§ EXERCISE TEXT
*** Begin section ***

Expert advice needs to be less about information and more about dialogue, says Tracey Brown
When Boris Johnson entered the first Covid-19 press briefing on 16 March, flanked by the chief scientific adviser and the chief medical officer, academic Twitter got butterflies.
The research world had largely regarded the new government as unfettered by evidence. Now it seemed as if it might just, on the back of a landslide election victory, have the confidence to base policies and national leadership on the unfolding scientific understanding.
The UK’s response to this new virus was to be led by the science. It was also widely noted that the prime minister’s special adviser, Dominic Cummings, was an advocate of science, especially data science—and we were certainly going to need plenty of that.
Sure, previous governments had drafted in scientists to lead the public discussion on issues such as agricultural genetic technologies, the classification of illicit drugs and the disposal of radioactive waste—and then left them to carry the can. But as Covid-19 unfolded, the situation was different.
The Scientific Advisory Group for Emergencies was meeting and expanding. It had the New and Emerging Respiratory Virus Threats Advisory Group. Government departments, the devolved administrations and the NHS all employed senior figures to deliver scientific advice, and the research academies had long been primed for novel viral threats.
Everyone could appreciate the uncertainty facing politicians and the many questions that would be thrown back to the research community as the government tried to formulate and implement policy.
This process could be done openly, identifying gaps such as the risks of different underlying conditions, understanding how to validate tests and monitor vulnerable groups, and extending the science advice networks to address them.
The whole apparatus of scientific advice in the UK—born out of the second world war and transformed through system shocks such as the BSE crisis in the 1990s—looked mature and sophisticated. And yet, less than three months later, I found myself sitting on a panel at an Institute for Government debate and saying: “We have too much science advice.”

*** End section ***

§ INSTRUCTIONS
a. In the piece on UK science advice during Covid-19, on what date did Boris Johnson walk into the first press briefing?
b. Continue the piece on UK science advice during Covid-19 from its last sentence, explaining the claim about having too much science advice.

§ EXCERPTED RECORDS
*** Begin section ***

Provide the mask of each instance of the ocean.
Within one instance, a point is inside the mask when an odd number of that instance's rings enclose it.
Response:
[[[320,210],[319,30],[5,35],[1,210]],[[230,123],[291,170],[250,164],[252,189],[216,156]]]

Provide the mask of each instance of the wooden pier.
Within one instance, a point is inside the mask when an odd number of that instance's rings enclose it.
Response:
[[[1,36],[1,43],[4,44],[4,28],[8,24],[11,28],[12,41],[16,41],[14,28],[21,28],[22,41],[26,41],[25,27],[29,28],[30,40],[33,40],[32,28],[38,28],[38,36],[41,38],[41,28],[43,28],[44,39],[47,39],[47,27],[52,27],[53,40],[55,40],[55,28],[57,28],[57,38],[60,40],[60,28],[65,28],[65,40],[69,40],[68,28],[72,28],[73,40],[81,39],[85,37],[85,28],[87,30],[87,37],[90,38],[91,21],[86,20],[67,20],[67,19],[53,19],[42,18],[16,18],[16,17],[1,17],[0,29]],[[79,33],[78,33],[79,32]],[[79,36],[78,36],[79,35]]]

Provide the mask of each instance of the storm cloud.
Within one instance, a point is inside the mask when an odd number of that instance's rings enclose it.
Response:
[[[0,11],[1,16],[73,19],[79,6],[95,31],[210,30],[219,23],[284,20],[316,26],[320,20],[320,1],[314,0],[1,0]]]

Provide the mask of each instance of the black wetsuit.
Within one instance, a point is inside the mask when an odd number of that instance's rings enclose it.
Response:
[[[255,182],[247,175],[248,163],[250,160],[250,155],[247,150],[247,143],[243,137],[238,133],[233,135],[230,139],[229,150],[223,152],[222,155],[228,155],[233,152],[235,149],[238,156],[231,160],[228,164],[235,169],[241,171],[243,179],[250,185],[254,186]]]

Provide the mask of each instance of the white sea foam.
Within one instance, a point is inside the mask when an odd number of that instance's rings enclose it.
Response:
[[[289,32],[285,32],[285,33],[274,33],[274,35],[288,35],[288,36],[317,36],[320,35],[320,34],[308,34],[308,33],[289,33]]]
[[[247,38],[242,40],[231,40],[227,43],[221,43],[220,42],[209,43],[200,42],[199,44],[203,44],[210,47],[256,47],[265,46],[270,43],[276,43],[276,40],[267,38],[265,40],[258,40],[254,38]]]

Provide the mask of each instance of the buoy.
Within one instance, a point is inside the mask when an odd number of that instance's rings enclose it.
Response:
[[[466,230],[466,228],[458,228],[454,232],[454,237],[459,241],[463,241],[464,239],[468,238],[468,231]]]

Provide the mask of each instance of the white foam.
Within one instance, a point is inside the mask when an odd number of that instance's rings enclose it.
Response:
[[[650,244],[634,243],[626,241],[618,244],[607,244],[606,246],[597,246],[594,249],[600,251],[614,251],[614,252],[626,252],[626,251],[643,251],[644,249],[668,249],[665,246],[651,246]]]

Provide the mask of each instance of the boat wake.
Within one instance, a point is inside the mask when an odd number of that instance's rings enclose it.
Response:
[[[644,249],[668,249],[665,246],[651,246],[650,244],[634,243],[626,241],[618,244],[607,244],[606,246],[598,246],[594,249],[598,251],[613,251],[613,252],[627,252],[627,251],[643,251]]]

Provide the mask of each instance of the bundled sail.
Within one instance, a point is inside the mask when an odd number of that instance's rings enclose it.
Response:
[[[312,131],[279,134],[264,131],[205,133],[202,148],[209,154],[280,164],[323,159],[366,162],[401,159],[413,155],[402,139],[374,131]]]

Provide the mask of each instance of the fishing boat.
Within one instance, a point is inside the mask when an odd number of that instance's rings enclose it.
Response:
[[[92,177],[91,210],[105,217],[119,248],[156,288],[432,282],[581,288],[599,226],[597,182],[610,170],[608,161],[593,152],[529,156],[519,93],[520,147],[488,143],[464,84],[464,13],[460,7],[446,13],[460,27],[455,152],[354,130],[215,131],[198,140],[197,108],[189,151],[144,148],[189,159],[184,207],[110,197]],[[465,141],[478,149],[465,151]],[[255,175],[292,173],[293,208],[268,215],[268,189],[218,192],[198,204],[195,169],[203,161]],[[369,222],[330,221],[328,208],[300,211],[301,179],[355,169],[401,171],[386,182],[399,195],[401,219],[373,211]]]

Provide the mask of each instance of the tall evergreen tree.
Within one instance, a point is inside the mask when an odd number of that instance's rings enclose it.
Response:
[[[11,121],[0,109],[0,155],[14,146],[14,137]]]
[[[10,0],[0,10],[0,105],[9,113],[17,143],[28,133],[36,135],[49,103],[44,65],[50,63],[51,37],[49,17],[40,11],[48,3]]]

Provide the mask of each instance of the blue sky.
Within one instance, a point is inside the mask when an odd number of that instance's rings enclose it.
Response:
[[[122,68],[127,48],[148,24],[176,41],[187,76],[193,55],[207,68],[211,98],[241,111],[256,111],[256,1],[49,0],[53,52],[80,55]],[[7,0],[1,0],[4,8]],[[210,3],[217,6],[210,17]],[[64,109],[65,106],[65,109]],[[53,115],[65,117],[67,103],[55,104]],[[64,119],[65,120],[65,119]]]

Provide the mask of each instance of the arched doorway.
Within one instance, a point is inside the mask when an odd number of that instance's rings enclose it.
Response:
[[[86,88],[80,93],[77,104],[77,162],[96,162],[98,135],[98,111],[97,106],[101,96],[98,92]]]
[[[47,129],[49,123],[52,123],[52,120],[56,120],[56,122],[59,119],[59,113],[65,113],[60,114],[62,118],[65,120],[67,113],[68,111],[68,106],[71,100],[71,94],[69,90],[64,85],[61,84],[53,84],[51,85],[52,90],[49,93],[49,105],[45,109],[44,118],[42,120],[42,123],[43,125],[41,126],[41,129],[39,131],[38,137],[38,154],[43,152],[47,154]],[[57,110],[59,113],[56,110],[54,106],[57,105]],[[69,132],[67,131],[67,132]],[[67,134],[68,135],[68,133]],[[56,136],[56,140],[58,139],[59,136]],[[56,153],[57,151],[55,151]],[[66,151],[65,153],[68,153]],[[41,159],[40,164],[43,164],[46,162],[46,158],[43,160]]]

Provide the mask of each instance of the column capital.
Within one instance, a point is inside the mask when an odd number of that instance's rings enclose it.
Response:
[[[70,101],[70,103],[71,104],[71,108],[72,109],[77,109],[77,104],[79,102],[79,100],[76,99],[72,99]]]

*** End section ***

§ YOUR RESPONSES
a. 16 March

b.
Not too much for the scale and breadth of the policy questions posed by Covid-19, but way too much for how a leadership that has become increasingly isolated from the machinery of government can assimilate information and implement policy.
Centralisation of decision-making in Number 10 and a communications-driven approach are making it difficult for departments, where expertise in seeking and synthesising evidence sits, to lead their remits.
Friction between the Department of Health and Social Care and Number 10, and between ministers and civil servants, has prevented a collaborative leadership group emerging and brought blame and back-covering into the mix too soon.
This is important because working with big consequences using partial evidence requires an openness to fresh inputs and the space to fail and adjust. Following the science has become a slogan rather than a process. This has clearly left some ministers as mystified as the public.
Home Secretary Priti Patel, announcing plans for a 14-day quarantine for those arriving in the UK from abroad, could offer nothing beyond a gesture to Sage, whose advice she seemed unfamiliar with and which would be published “in due course”. Kit Malthouse, minister for policing, explaining the same policy, suggested to the Today programme’s interviewer that they should ask scientific guests who they would “no doubt have on” later.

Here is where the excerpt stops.